● **SELECTED PASSAGE**
The Massachusetts law permits individuals to use public accommodations that align with their gender identity and prohibits discrimination. This includes bathrooms, stores, doctor’s offices and restaurants. The bill will remain in effect if the majority of voters vote “yes” on the Nov. 6 ballot.

In accordance with this initiative, SPH hosted a Dean’s Seminar to discuss the upcoming vote with a panel of experts from the transgender community Wednesday. In a conversation moderated by BU SPH professor Sophie Godley, panelists Mason Dunn, Iris Olson and Jennifer Siegel discussed their positions to an audience of students, faculty and community professionals.

Dunn, executive director of the Massachusetts Transgender Political Coalition, promoted the original anti-discrimination bill in 2011 that guaranteed protections to transgender individuals in the realms of education, credit and lending, housing and employment.

“If the ‘no’ side wins out, if we strip human rights, I think that that would be a really crushing blow,” Dunn said in an interview, reiterating the panel’s mutually agreed designation of Question 3 as an issue of human rights. “It will be a real message to me as a trans person of how this state views me and views my community and views my work for trans rights and trans equality.”

The MTPC Director currently works with the Yes on 3 campaign alongside Olson, who is an activist fellow at SPH tasked with engaging the community in conversations about public health, particularly in the areas of sexuality and gender. This includes the organization of Wednesday’s panel, which provided desserts, voter registration forms, pride stickers and pronoun buttons to all attendees.

Olson, whose shirt was adorned with a “they/them/theirs” pin alongside a large “Vote yes on 3” sticker, said to the audience, “A lot of the people who we interact with on a daily basis, you may not know that we’re trans, but we’re here, and we’re present. And part of being a community is to help those around you.”

Olson said to the audience that Boston may be seen as progressive, but without the protections of the anti-discrimination law, “It’s going to be a really scary place.”

They added that they also fear for the safety of their transgender friends in their “less progressive” home state of Ohio, particularly those who are non-white, because they predict the ramifications of the upcoming vote on Question 3 won’t be limited to one state.

Olson stressed the importance of voting, explaining that the assumption that Massachusetts will always vote blue provides a false sense of security.

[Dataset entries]

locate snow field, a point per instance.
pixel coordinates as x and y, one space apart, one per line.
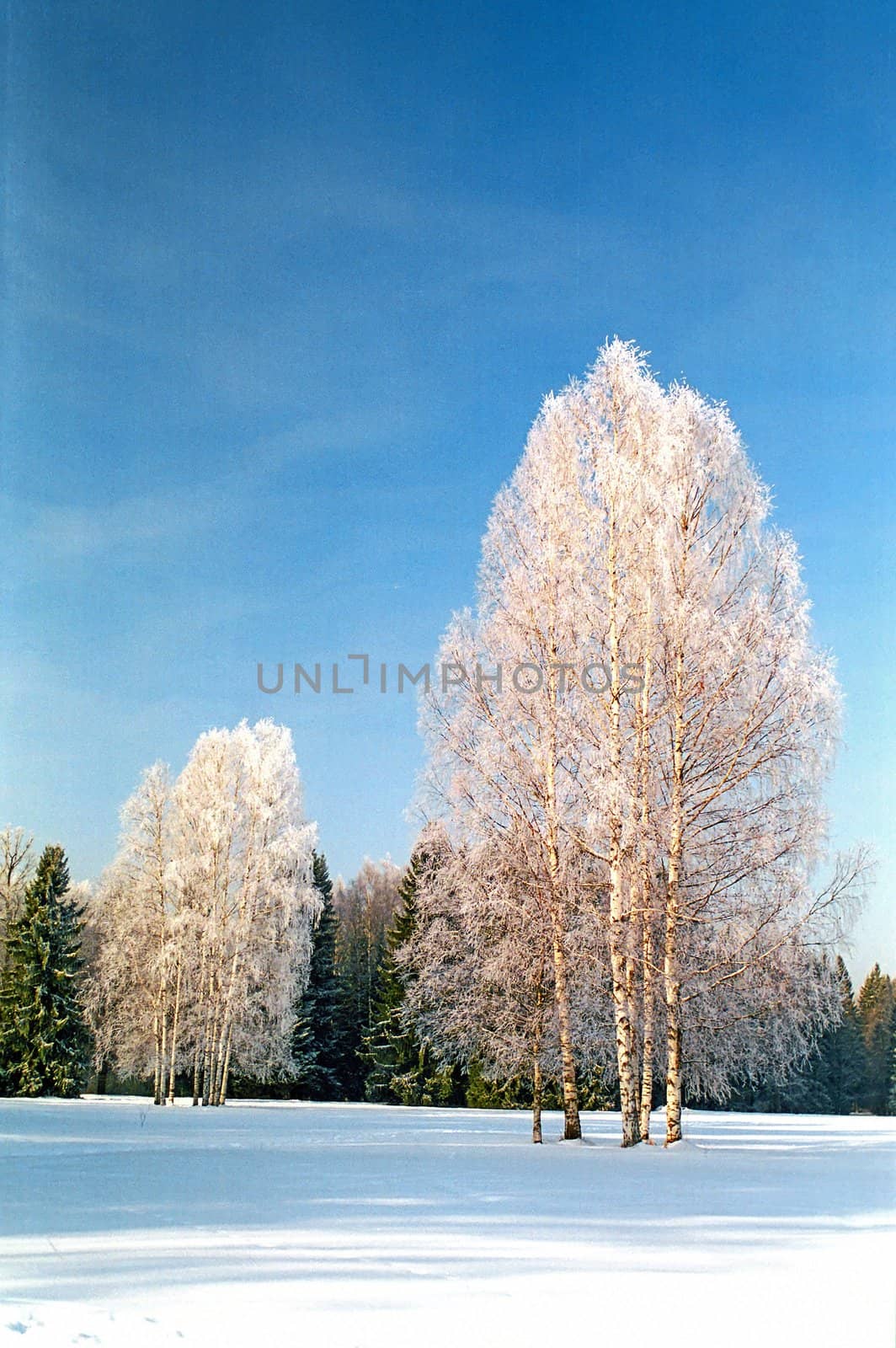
368 1226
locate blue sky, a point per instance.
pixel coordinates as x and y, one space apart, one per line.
285 286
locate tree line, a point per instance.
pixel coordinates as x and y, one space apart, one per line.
352 1031
623 889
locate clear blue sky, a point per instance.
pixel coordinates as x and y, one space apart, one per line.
285 285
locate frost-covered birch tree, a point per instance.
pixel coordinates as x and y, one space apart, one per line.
204 921
675 730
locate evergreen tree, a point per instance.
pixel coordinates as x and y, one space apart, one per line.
842 1051
891 1099
364 909
399 1067
316 1041
875 1014
44 1040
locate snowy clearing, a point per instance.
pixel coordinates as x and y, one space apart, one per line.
371 1226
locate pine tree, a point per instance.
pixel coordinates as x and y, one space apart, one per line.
316 1048
842 1051
44 1040
401 1068
891 1098
875 1011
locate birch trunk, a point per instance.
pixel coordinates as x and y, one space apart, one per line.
671 976
620 918
536 1099
174 1035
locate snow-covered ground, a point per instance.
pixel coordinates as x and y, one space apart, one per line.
364 1226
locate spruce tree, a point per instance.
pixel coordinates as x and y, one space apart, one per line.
842 1051
875 1011
399 1067
891 1098
316 1041
44 1040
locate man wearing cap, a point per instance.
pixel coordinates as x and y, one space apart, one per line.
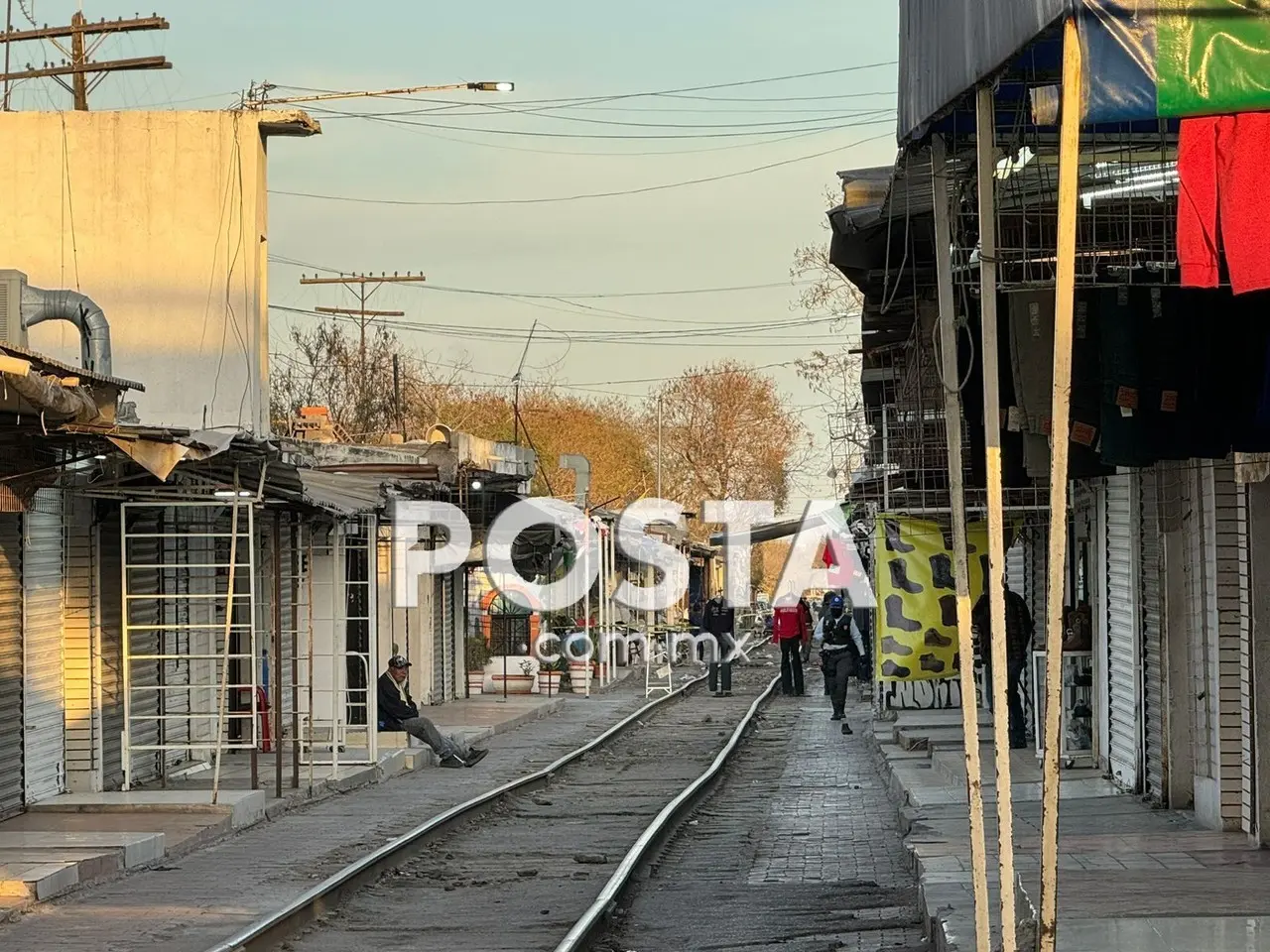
398 712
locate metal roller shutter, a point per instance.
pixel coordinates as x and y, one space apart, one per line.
451 638
143 676
1121 604
439 640
10 664
44 706
1152 640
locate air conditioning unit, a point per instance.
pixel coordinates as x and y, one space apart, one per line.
12 282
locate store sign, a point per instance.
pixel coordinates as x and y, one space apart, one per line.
917 635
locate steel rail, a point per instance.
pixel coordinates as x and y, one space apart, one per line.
268 932
588 927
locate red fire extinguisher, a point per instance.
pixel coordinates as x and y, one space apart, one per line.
262 702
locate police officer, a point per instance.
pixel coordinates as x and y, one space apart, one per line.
841 655
717 619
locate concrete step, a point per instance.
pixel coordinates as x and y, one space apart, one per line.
40 875
132 848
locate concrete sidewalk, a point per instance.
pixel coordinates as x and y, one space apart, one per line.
1130 878
75 839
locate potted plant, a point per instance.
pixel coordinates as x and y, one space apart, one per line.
520 683
476 654
552 675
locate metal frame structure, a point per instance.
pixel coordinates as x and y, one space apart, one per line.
189 615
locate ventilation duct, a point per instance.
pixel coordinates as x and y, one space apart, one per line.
40 304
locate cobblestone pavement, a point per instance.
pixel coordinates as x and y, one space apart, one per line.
798 849
190 904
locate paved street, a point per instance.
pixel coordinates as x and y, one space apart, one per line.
189 904
1129 876
798 849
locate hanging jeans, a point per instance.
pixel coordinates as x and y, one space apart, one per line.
792 665
1223 164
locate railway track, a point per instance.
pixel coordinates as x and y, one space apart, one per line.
540 862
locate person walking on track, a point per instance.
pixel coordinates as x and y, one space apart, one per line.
719 620
792 630
842 654
398 712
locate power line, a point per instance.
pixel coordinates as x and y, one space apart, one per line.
581 197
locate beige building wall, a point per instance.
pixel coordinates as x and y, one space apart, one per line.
162 218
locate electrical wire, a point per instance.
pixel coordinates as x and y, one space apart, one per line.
645 189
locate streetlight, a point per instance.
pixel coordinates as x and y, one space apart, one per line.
255 95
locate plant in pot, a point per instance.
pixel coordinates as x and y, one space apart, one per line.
518 683
476 653
552 675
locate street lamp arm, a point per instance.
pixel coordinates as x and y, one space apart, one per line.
404 90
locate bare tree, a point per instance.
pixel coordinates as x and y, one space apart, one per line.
833 375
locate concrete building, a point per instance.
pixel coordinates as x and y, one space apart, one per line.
163 218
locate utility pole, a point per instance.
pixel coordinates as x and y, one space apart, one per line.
77 64
658 447
516 388
363 287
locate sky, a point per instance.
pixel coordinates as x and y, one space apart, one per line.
594 270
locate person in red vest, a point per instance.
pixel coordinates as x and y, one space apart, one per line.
792 630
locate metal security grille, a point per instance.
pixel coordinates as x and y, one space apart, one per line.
10 665
1121 606
1153 693
335 656
44 712
189 627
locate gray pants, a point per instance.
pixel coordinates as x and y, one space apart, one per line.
443 746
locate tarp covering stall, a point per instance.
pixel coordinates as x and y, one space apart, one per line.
945 49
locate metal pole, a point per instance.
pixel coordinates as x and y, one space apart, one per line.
985 146
277 654
659 447
1065 304
961 562
225 655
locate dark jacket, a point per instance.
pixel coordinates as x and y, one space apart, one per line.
717 619
393 708
1019 626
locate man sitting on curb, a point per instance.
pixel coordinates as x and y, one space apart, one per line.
398 712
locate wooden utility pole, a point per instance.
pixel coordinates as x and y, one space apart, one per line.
960 555
363 287
1061 408
77 64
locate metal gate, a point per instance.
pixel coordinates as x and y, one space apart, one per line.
189 631
1153 693
44 710
1123 654
10 664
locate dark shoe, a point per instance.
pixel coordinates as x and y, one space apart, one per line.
890 647
938 639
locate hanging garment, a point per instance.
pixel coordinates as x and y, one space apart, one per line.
1223 164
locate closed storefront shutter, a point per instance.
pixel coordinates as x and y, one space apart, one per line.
1233 657
439 640
44 707
1152 640
10 664
1121 599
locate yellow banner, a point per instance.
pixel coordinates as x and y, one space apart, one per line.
917 638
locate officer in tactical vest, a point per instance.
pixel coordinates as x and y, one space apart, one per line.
841 655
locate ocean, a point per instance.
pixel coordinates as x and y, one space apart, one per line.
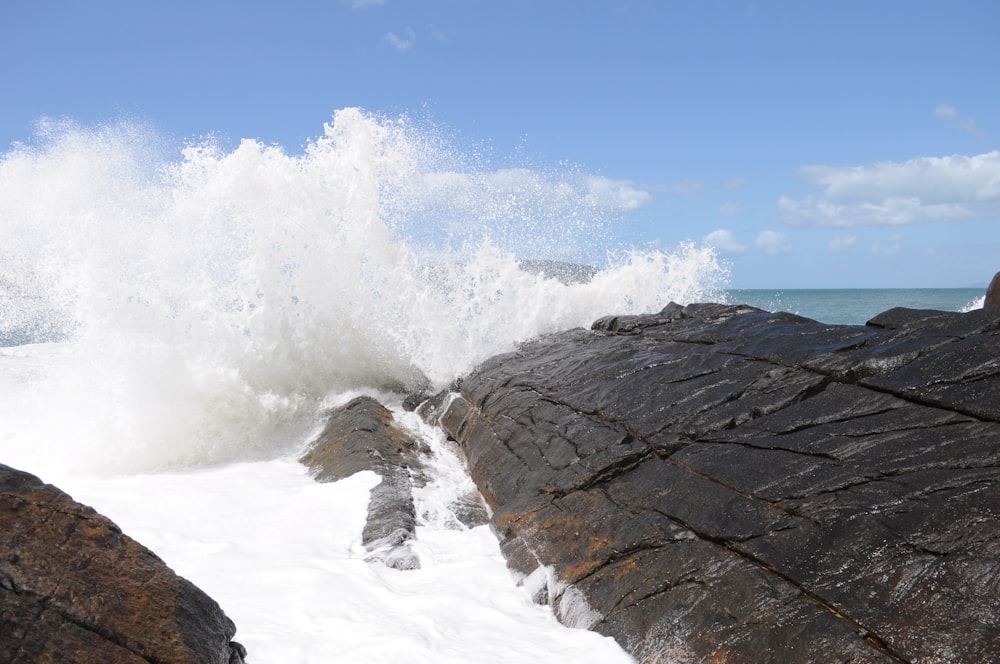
175 322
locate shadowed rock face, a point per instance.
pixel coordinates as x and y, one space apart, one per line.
73 588
361 436
992 299
722 484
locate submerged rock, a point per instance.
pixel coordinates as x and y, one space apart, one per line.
719 483
361 436
73 588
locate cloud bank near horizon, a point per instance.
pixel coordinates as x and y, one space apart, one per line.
924 189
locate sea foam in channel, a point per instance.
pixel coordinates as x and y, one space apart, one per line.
211 306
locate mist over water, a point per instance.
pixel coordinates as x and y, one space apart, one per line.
211 302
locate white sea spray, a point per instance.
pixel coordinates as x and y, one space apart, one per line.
212 304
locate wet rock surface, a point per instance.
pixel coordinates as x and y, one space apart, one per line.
718 483
361 436
73 588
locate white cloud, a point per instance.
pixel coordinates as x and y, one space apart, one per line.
950 115
402 44
773 243
894 247
840 244
925 189
722 240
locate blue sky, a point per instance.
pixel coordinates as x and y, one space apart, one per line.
814 144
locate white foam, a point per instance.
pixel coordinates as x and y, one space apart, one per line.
218 301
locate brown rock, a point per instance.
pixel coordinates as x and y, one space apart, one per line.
361 435
715 483
73 588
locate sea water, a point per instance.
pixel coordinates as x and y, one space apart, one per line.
175 321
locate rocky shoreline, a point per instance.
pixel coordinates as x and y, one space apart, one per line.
708 483
719 483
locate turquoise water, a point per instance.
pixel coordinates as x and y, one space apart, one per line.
855 306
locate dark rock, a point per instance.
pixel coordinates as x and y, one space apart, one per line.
73 588
361 436
992 300
717 483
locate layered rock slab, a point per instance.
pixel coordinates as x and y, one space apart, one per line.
716 483
73 588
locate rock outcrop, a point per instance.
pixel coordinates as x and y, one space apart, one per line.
992 300
361 436
719 483
73 588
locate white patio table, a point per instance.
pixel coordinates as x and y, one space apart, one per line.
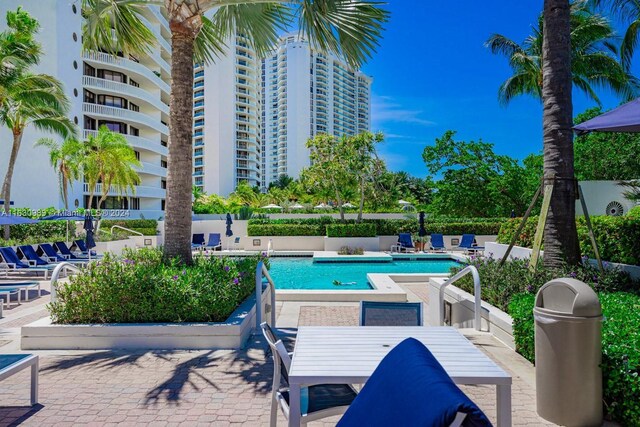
349 355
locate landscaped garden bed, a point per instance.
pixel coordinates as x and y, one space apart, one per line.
142 302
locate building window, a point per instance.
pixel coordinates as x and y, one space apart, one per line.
112 75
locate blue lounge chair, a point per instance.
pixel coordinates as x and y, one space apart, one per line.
437 242
214 242
197 241
28 253
11 261
318 401
410 388
405 243
66 252
373 313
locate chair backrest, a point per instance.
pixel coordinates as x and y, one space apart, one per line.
410 388
198 239
373 313
214 239
437 240
405 240
48 250
81 245
467 240
281 359
29 253
10 256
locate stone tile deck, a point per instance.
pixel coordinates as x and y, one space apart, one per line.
194 388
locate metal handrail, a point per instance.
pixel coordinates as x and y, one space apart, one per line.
476 291
262 271
56 273
126 229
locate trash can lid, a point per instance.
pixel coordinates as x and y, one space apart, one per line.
568 297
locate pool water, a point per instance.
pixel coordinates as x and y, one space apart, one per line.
303 273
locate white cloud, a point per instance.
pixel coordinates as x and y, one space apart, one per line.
384 109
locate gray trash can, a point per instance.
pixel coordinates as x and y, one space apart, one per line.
568 320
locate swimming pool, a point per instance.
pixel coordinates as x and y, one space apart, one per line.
304 274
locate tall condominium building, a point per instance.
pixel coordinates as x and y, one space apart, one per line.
129 95
306 92
226 120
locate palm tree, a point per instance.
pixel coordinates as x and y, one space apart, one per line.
594 60
36 100
350 28
110 160
560 235
66 159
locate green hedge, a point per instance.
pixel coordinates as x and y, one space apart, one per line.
618 237
285 230
620 350
351 230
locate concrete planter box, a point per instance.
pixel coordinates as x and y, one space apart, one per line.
366 243
231 334
494 320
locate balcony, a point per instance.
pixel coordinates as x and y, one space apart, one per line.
140 191
128 66
138 143
124 89
124 114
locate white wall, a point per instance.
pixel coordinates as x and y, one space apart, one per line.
598 194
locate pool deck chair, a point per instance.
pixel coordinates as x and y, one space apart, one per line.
66 252
437 242
410 388
318 401
374 313
11 262
405 243
197 241
214 242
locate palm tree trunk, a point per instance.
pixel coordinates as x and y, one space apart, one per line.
560 236
177 225
6 185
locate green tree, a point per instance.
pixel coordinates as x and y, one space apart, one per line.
109 160
330 173
477 182
594 58
345 27
66 159
606 155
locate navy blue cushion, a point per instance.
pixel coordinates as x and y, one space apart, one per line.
410 388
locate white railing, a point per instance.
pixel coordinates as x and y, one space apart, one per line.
125 89
477 309
63 266
124 114
261 271
137 142
128 65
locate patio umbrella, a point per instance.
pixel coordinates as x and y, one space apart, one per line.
64 216
15 220
88 227
625 118
229 232
421 231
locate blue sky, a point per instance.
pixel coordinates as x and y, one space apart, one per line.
432 73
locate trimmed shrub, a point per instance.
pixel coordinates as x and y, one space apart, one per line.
285 229
143 289
620 350
351 230
618 237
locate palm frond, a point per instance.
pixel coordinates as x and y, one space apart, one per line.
114 26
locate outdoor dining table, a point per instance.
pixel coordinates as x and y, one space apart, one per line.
349 355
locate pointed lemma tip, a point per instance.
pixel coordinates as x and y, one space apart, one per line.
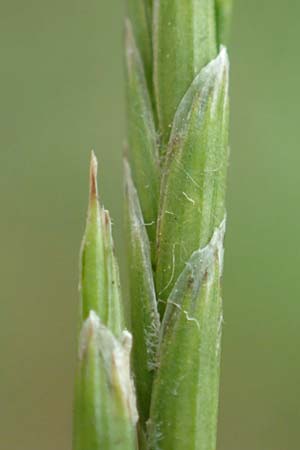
93 176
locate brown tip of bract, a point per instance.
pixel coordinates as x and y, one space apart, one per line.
93 177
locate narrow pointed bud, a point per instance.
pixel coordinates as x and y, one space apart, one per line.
142 138
144 314
104 414
223 16
99 280
185 392
93 280
184 41
193 185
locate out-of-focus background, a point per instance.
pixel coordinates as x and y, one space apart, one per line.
61 84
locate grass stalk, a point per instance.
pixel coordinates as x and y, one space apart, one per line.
177 75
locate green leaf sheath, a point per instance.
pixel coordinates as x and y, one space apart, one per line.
140 15
104 410
184 41
223 19
144 314
185 391
193 185
99 283
143 152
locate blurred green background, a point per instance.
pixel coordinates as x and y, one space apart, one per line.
61 83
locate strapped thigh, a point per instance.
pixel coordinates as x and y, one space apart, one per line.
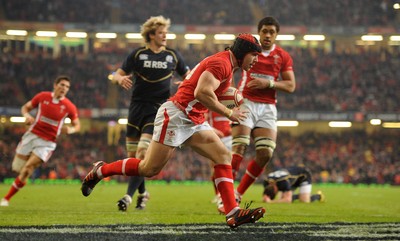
263 142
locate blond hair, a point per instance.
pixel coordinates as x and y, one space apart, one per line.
151 25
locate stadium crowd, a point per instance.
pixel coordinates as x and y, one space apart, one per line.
364 81
210 12
337 81
347 157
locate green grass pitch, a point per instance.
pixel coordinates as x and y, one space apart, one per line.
186 203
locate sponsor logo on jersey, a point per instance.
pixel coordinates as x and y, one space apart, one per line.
48 121
263 76
143 57
169 59
155 64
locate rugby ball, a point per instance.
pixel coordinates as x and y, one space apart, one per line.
231 98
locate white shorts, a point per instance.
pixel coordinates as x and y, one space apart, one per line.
260 115
227 140
31 143
172 127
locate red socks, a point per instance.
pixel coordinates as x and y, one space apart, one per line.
127 167
252 172
224 184
236 160
17 184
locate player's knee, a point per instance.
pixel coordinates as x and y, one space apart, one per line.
240 143
142 147
151 172
264 147
131 146
17 164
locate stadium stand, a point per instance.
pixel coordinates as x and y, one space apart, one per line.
358 79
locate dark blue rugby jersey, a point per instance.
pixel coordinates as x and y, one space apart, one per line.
290 178
152 73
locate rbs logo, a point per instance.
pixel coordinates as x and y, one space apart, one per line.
155 64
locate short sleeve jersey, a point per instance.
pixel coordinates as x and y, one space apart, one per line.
269 66
153 73
221 67
289 178
50 116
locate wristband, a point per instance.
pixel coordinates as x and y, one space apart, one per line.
228 112
71 130
271 84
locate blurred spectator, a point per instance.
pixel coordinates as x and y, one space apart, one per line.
208 12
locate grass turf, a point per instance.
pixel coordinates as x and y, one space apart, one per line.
178 203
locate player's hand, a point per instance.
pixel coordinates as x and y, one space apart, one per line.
29 119
125 82
219 133
258 83
238 114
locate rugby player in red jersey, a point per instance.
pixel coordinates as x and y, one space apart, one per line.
181 120
39 141
273 72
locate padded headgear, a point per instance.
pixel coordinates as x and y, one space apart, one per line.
244 43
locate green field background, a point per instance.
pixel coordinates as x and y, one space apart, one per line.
61 203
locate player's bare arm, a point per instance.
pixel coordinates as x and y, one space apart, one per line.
75 127
204 92
122 79
25 109
288 82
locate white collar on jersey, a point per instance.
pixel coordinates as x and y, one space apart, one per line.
55 100
267 52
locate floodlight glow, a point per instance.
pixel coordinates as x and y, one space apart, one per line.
17 32
106 35
336 124
224 37
190 36
123 121
375 122
76 34
288 123
285 37
391 125
171 36
133 36
395 38
314 37
371 38
46 33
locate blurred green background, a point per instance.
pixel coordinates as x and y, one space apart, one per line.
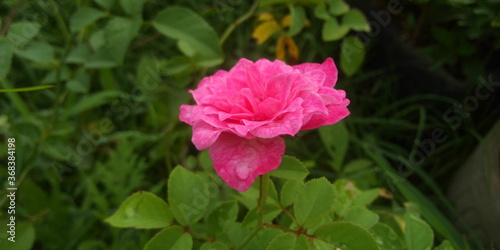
90 90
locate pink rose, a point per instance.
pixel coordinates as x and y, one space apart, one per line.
242 114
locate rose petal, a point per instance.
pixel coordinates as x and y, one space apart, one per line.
238 161
336 112
204 135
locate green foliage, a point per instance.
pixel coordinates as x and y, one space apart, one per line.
142 210
187 195
196 39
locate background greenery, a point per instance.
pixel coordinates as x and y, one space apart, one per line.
91 91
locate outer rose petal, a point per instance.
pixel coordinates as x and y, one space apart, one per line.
204 135
238 161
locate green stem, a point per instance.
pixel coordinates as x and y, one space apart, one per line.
16 99
263 188
239 21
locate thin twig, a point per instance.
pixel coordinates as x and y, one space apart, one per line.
11 16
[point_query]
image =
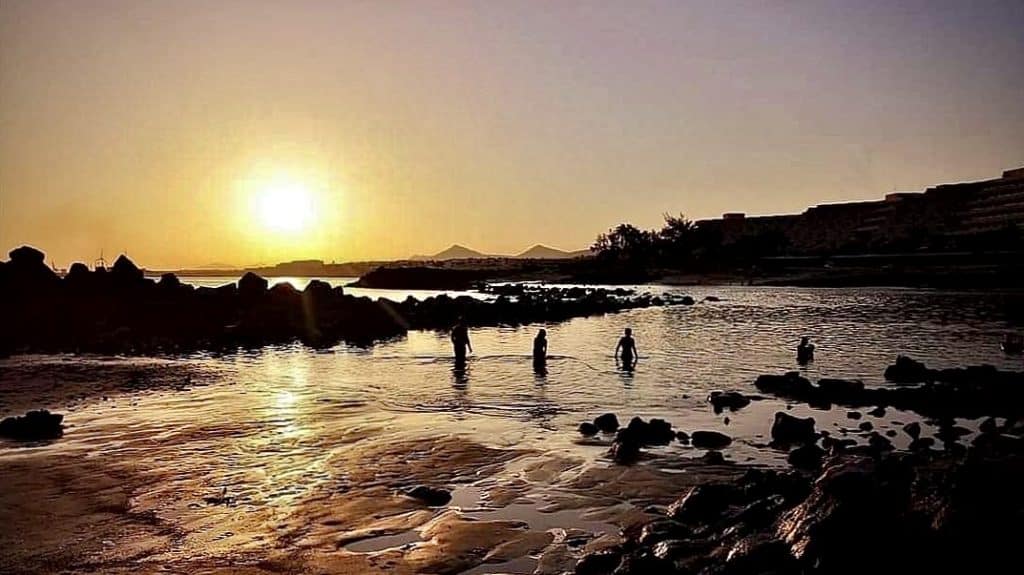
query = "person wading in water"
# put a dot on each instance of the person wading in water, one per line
(628, 346)
(460, 341)
(541, 350)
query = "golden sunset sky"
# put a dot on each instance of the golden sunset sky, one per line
(193, 132)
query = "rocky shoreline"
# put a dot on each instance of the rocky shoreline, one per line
(119, 311)
(843, 507)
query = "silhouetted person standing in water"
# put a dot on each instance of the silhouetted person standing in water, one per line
(541, 349)
(628, 346)
(805, 351)
(460, 341)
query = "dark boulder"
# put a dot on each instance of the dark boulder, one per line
(598, 563)
(727, 400)
(987, 426)
(840, 389)
(759, 554)
(664, 530)
(77, 274)
(710, 440)
(702, 502)
(833, 445)
(658, 432)
(432, 496)
(806, 456)
(788, 385)
(714, 457)
(626, 448)
(38, 425)
(907, 370)
(606, 423)
(912, 429)
(787, 429)
(879, 442)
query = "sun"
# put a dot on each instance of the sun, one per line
(285, 206)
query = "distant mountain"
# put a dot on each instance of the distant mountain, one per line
(456, 252)
(539, 252)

● **GOAL OF THE EXERCISE**
Continue the article about the Boston University panel on Massachusetts Question 3 from the point where it stops.

● **ANSWER TO THIS PROBLEM**
Dunn and Siegel reemphasized Olson’s point, both recalling their experiences of living in the “liberal” state of California during the passage of Proposition 8 in 2008. That measure, which revoked the legalization of same-sex marriage in the state, Dunn said, resembles the current discussion around the stripping of transgender rights in Massachusetts.

Audience members such as Anna Mckay, 46, of Canton, also urged others in the crowd to vote during a question-and-answer portion. She shared in an interview that her child, who is transgender and not yet of voting age, has felt marginalized and alone since the 2016 election.

“I will do anything I can to advocate for their equal rights,” she said of her teenager. “Yes on 3 is the only way. There is no debate.”

Siegel, medical director at the Center for Transgender Medicine and Surgery at Boston Medical Center and a “recovered non-voter,” said she sees similar cases of mental distress and illness in her transgender patients regularly. Loss of equity is tied to worsened mental and physical health, she said, in addition to potentially setting a dangerous precedent.

As a longtime member of the LGBT community, Siegel said in an interview that the upcoming vote is “close to home.” She noted that while she hadn’t noticed any outward changes since the anti-discrimination motion was passed in 2016, the withdrawal of protections would likely have a greater impact.

“It’s really remarkable how, when you start to think about [the law] going away, you have to reflect on the privilege of what you have,” she said.

CORRECTION: A previous version of this article stated Massachusetts passed an anti-discrimination law permitting people to use accommodations of their gender identity seven years ago. The law was passed in 2016. An updated version reflects this correction.